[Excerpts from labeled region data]
☆ ☆ ☆ ☆

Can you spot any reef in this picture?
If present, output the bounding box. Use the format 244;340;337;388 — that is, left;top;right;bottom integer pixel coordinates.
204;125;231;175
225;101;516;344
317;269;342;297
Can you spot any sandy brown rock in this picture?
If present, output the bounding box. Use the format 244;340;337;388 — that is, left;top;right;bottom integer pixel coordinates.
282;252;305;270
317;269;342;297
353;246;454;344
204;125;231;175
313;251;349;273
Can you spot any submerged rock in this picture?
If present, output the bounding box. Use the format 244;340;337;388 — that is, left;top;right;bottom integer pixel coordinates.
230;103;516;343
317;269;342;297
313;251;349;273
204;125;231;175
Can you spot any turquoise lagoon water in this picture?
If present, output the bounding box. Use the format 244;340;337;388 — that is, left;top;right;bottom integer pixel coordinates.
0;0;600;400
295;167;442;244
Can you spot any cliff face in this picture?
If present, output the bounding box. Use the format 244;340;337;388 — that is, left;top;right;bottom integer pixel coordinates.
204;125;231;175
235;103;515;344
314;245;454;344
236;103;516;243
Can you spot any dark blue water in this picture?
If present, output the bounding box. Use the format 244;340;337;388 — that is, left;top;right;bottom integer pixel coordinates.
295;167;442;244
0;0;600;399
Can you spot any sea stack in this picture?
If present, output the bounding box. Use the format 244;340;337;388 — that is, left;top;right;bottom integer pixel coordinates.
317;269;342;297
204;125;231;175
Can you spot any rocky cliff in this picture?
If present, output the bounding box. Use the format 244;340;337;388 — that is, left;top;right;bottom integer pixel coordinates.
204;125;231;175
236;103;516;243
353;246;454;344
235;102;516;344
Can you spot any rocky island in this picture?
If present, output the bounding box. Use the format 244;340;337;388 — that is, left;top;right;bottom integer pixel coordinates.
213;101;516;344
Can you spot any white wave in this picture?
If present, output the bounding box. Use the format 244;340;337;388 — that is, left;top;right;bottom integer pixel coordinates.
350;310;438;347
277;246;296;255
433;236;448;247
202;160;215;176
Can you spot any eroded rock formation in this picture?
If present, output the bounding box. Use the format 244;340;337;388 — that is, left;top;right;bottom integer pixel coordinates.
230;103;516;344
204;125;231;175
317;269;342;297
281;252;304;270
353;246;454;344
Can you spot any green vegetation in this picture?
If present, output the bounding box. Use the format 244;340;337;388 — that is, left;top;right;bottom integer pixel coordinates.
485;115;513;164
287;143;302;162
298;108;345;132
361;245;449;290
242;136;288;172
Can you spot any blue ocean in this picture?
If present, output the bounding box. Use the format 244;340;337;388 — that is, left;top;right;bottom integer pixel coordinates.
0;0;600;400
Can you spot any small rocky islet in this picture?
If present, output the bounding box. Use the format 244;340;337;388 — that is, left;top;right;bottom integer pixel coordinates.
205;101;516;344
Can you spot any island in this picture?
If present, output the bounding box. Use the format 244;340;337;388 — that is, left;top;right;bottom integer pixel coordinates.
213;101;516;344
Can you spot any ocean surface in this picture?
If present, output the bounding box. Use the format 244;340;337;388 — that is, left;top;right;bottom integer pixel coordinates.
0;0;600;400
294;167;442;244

☆ ☆ ☆ ☆

**STATED GOAL:** How many lines in the items above contain the string "ocean", matching case exactly? Reply with the number alone.

**FULL ANSWER:** 2